STORED DATA START
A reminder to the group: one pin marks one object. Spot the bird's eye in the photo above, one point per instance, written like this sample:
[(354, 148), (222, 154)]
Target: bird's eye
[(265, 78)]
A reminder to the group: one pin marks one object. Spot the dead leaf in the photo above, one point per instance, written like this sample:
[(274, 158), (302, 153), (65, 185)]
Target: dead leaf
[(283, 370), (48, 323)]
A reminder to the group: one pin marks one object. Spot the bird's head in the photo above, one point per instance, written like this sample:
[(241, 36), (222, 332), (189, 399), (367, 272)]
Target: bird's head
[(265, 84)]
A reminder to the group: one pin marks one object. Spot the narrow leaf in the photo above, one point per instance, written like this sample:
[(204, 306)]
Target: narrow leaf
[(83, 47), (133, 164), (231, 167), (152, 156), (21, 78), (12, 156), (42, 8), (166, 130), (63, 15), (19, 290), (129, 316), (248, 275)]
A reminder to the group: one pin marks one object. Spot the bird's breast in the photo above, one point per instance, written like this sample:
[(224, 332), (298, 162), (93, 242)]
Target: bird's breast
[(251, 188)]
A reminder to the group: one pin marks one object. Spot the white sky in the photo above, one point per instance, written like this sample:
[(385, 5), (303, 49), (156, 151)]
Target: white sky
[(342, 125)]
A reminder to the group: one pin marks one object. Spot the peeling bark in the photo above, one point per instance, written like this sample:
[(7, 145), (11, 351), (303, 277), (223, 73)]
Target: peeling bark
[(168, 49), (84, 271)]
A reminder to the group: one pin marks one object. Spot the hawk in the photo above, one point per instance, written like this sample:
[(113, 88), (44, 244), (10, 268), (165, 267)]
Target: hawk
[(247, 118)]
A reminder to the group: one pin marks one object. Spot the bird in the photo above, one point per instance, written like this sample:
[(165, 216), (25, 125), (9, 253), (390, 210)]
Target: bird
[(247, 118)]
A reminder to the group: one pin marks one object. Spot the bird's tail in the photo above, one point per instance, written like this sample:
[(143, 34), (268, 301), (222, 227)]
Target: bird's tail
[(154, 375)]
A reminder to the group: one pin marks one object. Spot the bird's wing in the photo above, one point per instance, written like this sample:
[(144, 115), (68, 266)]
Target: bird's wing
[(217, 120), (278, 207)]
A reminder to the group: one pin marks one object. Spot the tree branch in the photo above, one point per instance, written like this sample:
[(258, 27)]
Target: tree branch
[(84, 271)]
STORED DATA END
REQUIREMENT: Beginning at the line with "[(204, 306)]" and ending at the line with "[(224, 332), (298, 162), (93, 242)]", reproduce each line of the data above exactly, and add no other lines.

RESPONSE AREA:
[(204, 306)]
Target: narrow leaf
[(83, 47), (133, 164), (231, 167), (152, 156), (21, 78), (12, 156), (42, 8), (166, 130), (63, 15), (19, 290), (129, 316), (248, 275)]
A reminder to the group: one pin marks one object. Spot the bird's breast in the photo above, one point per instance, written like this sample:
[(224, 332), (298, 162), (93, 242)]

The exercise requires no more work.